What you should do
Return exactly the lines of the data below, from the one that contains "15), using the photo above." through the final line, and leave out every picture.

Information given

=-=-=-=-=

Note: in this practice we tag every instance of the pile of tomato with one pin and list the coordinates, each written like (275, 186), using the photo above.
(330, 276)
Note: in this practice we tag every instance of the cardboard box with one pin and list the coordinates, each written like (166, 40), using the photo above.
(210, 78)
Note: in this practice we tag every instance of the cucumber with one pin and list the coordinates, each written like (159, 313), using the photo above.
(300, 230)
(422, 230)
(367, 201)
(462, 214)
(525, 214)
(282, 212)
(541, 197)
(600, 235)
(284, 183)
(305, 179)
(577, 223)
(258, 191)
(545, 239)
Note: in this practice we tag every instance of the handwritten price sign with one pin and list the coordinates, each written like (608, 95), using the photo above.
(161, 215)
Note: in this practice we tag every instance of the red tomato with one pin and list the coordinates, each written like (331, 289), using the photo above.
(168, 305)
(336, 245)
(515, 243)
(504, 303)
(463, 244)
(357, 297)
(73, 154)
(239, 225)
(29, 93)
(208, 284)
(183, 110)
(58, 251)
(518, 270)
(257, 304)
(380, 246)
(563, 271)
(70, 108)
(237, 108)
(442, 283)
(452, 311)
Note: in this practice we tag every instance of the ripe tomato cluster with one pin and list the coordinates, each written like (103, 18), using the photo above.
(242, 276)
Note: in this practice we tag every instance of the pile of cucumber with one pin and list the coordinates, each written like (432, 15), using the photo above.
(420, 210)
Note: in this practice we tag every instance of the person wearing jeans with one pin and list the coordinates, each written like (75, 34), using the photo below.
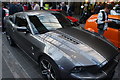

=-=-=-=-=

Task result
Note: in this practice we tag every instance of the pile of cucumber with one pin and list the coordinates, each written like (432, 15), using the photo above.
(420, 210)
Note: in this practice we tag every instance of the person wearing jeans with one pin and list the coordinates, each written like (75, 34), using the photo below.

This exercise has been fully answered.